§ **Treść polecenia**: Kontynuuj recenzję powieści „Katriona”, pisząc dalej od jej ostatniego zdania.

571 + 1 = 572

Tytuł: Katriona
Autor: Robert Louis Stevenson
Kategoria: powieść przygodowa
Wydawnictwo: Iskry
Liczba stron: 344
Ocena: 7/10

Katriona to kontynuacja dalszych losów Dawida Balfoura z Porwanego za młodu. Akcja dzieje się niedługo po wydarzeniach w poprzedniej części i w głównej mierze lawiruje dookoła procesu związanego z zabójstwem Colina Campbella, intrygi lorda prokuratora Prestongrange’a oraz miłosnych perypetiach Dawida i tytułowej bohaterki.

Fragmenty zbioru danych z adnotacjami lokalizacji
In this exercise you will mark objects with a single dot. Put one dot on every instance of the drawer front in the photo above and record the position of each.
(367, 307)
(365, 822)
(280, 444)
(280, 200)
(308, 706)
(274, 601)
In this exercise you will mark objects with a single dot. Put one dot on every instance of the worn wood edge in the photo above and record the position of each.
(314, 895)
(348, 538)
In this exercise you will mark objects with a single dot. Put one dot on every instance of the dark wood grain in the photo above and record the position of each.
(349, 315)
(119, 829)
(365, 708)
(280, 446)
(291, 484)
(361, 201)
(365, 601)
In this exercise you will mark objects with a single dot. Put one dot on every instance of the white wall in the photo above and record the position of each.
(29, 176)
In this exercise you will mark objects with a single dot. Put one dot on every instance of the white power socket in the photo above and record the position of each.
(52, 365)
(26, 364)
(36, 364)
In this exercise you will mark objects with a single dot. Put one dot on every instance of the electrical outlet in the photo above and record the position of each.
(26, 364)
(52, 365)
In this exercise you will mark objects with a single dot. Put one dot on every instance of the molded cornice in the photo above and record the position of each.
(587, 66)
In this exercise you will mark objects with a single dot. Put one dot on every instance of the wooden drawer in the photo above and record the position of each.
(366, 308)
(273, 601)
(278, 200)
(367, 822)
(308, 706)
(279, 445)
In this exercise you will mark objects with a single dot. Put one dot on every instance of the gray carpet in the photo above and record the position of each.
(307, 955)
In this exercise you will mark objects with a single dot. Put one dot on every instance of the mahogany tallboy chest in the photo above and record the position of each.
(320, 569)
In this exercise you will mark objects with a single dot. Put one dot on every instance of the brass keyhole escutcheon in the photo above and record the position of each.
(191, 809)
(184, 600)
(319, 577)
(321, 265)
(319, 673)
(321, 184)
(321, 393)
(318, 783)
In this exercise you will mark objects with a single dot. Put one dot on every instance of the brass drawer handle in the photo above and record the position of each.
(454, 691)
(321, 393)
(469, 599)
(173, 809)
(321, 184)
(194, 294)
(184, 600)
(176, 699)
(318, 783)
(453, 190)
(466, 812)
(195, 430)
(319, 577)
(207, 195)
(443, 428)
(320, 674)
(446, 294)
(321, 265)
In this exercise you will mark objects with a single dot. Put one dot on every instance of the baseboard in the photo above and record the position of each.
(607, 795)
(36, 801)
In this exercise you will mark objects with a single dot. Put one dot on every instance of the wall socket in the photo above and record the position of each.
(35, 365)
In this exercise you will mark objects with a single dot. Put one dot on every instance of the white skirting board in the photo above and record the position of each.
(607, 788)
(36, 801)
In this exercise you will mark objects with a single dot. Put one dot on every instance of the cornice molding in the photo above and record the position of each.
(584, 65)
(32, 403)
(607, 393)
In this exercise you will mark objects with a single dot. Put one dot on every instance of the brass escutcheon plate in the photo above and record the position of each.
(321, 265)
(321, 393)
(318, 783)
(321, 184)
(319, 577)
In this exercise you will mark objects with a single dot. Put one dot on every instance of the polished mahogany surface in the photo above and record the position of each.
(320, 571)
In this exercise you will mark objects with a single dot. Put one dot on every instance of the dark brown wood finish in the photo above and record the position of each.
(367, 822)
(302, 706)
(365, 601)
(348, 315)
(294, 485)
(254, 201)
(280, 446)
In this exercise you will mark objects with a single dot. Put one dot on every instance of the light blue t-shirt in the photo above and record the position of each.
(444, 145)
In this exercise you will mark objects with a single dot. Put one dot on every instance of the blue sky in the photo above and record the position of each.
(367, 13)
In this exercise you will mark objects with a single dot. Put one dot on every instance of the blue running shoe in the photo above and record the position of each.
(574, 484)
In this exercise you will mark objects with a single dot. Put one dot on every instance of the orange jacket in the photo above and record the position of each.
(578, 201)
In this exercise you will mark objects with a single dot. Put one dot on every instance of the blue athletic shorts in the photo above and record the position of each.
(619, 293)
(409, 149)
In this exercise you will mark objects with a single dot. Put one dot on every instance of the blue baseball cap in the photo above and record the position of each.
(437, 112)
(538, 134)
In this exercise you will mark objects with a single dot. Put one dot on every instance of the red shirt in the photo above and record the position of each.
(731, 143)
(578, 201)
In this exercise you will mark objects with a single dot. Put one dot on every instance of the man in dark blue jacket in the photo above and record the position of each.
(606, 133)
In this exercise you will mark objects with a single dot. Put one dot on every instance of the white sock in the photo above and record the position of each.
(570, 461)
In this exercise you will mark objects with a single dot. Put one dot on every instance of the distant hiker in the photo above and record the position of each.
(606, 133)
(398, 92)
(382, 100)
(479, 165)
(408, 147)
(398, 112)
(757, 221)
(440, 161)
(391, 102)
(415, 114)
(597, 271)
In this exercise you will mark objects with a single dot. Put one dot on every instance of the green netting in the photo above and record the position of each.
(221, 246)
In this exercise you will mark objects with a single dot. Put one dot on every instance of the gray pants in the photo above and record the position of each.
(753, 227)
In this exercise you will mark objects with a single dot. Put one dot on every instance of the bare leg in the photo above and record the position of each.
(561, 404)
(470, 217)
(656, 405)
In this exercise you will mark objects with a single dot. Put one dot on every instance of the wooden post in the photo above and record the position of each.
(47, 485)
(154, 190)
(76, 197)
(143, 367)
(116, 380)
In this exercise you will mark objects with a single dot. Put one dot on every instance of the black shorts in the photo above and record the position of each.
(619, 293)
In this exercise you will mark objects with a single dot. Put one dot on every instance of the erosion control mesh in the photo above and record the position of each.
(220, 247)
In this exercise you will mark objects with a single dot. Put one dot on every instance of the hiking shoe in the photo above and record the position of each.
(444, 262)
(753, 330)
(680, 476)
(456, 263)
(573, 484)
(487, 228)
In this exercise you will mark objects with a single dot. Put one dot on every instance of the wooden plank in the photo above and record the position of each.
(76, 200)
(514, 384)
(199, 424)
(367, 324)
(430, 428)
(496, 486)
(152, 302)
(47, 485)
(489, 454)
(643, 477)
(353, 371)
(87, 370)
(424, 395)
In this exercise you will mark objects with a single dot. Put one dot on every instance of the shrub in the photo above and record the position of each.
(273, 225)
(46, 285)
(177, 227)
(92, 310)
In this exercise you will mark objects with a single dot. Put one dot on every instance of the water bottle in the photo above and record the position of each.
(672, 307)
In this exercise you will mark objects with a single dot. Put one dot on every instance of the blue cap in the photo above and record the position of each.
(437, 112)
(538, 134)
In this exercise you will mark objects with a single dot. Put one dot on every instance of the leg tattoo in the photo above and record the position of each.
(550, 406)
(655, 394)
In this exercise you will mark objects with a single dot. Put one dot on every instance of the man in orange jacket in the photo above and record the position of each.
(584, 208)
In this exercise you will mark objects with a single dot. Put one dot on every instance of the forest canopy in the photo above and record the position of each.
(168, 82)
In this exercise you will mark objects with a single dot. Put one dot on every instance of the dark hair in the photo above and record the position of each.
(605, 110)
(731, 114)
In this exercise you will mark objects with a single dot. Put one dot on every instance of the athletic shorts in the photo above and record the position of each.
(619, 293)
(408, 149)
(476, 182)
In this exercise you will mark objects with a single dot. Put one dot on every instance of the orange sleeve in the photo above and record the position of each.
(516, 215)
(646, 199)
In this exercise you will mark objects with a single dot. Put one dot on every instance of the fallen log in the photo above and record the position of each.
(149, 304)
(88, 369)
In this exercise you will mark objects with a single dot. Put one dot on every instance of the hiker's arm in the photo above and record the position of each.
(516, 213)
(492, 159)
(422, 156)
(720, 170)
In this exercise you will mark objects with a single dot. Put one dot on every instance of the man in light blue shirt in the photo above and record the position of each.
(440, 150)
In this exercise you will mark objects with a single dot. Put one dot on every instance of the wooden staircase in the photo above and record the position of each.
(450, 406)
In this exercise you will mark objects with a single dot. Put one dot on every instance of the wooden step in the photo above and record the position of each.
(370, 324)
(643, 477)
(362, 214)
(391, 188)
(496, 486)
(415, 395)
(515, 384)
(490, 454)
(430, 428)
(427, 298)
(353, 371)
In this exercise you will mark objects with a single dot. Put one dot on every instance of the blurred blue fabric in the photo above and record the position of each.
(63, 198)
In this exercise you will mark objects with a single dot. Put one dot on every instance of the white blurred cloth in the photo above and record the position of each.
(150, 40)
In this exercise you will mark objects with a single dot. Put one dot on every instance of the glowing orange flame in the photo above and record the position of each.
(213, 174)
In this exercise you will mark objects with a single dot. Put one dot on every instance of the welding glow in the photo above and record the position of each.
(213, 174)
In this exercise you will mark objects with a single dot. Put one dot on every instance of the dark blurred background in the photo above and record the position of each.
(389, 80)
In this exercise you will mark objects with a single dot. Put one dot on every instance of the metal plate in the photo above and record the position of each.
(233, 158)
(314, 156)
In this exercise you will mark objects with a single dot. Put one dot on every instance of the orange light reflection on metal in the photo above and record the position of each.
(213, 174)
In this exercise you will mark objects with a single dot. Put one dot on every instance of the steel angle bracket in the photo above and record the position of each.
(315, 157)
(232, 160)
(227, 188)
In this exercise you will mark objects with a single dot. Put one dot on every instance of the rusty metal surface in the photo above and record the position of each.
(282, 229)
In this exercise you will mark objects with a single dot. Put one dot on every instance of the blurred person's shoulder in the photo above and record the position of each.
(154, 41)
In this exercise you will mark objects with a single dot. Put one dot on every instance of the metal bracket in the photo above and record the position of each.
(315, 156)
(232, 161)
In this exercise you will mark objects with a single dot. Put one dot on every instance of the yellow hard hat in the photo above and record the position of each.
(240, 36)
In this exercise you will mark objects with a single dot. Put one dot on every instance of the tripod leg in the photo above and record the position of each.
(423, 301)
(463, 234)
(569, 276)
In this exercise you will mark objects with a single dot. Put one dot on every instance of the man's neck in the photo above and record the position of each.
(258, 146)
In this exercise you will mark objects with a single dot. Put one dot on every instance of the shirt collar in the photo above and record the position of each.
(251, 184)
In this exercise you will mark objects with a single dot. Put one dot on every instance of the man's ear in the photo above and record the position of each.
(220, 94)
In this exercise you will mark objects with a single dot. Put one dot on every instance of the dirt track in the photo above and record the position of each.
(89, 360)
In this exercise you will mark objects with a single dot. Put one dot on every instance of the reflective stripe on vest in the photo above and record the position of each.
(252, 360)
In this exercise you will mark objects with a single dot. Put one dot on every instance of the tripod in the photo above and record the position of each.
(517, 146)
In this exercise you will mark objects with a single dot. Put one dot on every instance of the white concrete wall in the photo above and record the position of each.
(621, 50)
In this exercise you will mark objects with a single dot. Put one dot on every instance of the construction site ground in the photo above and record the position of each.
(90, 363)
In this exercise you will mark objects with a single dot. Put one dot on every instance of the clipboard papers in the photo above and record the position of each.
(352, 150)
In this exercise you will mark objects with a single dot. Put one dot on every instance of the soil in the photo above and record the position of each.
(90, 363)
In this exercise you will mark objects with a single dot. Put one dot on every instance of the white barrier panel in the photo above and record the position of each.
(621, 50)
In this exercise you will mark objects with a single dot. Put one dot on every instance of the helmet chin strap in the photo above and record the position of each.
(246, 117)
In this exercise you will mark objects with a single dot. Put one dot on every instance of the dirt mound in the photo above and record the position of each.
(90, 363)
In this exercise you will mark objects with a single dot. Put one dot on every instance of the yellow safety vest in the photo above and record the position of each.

§ **Odpowiedź**:
O ile w Porwanym za młodu cały czas coś się działo, tu ucieczka, tam porwanie, tu walka i to wszystko na tle szkockiej przyrody gdzieś dawało obraz takiej powieści przygodowej, awanturniczej, tak tutaj tempo jest zdecydowanie wolniejsze, a sam przebieg wydarzeń raczej bym powiedział, że idzie w kierunku bardziej powieści obyczajowej albo romantycznej aniżeli przygodowej. Aczkolwiek nie zabraknie tutaj momentów, gdzie coś się dzieje, ale jest tego o wiele, wiele mniej.

Muszę też nadmienić, że język w porównaniu do poprzedniej części jest tutaj już mniej przystępny, z takimi naleciałościami archaicznymi, ale nie sprawia to większych trudności. Choć nie dziwi mnie to, bo wydanie Porwanego za młodu w przekładzie Stefana Piekarskiego, które posiadam, wyszło w 2009 roku, z kolei Katriona w tłumaczeniu Jana Meysztowicza jest z 1956 roku.
Ogólnie rzecz biorąc przyjemna lektura, ale w moim skromnym przekonaniu nie dorównuje ona poprzedniczce.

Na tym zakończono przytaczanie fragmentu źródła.